'''
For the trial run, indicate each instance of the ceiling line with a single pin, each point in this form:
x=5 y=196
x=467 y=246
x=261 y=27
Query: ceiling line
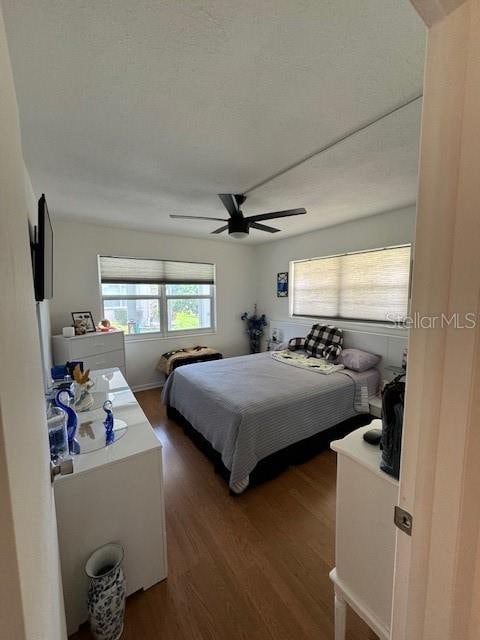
'''
◆ Exercise aim: Instruction for this listing: copy it exactly, but leave the images behind.

◆ Reply to the task:
For the trial run, indicate each instance of the ceiling line with a single pin, each point in this form:
x=5 y=196
x=467 y=246
x=261 y=27
Query: ceiling line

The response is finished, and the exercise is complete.